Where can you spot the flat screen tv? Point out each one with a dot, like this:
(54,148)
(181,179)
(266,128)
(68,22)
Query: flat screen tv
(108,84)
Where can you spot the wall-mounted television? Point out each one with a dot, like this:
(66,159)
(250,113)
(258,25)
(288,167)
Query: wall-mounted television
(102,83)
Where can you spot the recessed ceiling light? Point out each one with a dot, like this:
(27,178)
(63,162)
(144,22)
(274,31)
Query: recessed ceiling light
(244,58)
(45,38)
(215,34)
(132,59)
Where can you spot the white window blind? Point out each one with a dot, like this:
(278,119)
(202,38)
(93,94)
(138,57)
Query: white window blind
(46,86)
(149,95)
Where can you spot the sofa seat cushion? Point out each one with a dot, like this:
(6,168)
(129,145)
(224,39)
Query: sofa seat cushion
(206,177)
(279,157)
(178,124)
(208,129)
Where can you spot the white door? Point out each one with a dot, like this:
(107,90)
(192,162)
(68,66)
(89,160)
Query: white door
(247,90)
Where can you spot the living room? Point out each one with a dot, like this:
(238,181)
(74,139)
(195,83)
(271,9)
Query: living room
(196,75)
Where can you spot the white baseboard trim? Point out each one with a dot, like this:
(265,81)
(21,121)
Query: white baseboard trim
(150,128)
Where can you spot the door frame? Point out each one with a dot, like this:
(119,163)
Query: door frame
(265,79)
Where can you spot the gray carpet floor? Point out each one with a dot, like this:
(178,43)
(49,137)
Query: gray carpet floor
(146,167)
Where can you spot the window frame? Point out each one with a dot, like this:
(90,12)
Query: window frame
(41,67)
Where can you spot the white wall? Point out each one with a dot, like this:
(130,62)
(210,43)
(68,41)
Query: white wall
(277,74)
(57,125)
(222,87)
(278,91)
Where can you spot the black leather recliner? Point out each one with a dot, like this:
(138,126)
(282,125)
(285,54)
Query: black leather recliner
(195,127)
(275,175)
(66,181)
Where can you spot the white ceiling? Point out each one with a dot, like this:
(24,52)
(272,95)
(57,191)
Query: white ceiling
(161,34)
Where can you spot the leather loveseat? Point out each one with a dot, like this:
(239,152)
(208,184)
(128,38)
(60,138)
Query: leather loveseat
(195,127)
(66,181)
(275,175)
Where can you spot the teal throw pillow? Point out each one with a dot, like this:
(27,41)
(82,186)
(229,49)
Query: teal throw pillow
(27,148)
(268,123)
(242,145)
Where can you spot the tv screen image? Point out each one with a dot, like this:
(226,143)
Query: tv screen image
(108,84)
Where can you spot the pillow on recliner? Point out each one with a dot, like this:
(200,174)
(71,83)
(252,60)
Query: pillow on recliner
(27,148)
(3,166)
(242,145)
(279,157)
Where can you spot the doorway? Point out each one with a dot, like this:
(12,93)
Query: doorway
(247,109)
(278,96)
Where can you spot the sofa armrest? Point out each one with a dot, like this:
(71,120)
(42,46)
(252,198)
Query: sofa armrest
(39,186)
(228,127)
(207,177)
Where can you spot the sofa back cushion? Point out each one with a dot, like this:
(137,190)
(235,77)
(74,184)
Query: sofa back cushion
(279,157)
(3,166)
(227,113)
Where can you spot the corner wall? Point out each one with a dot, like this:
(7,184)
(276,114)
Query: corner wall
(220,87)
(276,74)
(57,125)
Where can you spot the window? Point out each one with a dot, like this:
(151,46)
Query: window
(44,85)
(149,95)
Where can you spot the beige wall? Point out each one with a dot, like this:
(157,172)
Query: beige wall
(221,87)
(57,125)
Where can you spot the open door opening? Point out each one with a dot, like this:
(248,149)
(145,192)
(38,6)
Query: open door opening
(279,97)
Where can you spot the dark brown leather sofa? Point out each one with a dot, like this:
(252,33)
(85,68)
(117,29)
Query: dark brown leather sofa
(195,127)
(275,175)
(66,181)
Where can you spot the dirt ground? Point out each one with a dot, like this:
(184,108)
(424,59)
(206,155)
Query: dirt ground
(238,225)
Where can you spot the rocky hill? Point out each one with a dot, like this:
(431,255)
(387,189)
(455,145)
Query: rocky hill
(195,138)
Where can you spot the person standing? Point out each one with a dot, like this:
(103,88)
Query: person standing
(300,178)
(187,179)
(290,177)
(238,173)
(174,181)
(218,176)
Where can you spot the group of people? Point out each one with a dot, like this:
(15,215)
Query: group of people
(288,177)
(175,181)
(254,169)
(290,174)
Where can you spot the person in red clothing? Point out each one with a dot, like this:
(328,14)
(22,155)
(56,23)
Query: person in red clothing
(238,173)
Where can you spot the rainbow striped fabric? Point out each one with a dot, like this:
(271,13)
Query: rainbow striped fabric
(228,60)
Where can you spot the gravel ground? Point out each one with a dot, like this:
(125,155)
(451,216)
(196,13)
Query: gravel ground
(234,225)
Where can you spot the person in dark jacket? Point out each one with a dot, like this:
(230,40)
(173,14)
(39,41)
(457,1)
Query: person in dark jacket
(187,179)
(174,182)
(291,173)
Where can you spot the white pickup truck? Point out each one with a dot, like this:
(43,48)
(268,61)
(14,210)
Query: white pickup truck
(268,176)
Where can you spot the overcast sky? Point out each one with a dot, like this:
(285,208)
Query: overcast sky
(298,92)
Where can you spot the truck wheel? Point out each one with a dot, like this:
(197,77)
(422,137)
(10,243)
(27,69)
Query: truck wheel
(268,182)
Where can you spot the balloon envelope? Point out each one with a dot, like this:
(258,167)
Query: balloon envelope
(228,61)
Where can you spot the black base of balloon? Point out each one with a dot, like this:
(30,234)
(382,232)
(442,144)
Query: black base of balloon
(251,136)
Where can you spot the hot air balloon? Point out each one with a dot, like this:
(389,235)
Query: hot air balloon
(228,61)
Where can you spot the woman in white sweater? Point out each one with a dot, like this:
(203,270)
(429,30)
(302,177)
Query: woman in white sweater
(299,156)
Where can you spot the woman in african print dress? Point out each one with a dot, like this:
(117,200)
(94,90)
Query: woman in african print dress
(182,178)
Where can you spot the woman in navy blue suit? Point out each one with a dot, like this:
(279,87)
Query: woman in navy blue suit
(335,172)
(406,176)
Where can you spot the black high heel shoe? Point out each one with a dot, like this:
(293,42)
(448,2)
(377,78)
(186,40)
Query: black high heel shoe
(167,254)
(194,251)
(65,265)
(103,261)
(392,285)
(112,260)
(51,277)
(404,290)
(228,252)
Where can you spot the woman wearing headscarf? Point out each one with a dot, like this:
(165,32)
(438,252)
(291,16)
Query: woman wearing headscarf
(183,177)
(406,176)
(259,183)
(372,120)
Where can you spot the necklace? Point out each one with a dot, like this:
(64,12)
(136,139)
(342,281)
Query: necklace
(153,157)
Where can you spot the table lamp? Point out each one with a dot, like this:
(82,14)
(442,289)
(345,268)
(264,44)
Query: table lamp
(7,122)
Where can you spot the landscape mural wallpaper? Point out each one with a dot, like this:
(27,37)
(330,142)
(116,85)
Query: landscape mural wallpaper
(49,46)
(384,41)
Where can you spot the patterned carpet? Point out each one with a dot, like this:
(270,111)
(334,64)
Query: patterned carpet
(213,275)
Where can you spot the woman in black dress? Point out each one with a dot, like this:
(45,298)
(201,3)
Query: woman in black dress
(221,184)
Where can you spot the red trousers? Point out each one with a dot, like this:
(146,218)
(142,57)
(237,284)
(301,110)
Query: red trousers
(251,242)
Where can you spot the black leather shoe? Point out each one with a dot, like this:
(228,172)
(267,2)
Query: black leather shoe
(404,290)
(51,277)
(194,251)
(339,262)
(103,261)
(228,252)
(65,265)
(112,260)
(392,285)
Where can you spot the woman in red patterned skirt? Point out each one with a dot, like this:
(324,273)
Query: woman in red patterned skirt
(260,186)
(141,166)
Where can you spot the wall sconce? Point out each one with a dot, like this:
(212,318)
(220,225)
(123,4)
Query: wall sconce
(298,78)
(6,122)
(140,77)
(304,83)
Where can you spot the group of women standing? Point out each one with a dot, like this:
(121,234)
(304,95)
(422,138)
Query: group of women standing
^^^^^^^^
Copy everything from the line containing "Where can you spot the group of women" down to the end of the records, word for word.

* **Answer in full**
Where can you spot the group of women standing? Point out each one with a dot, like this:
(121,234)
(304,95)
(422,138)
Query: group of women standing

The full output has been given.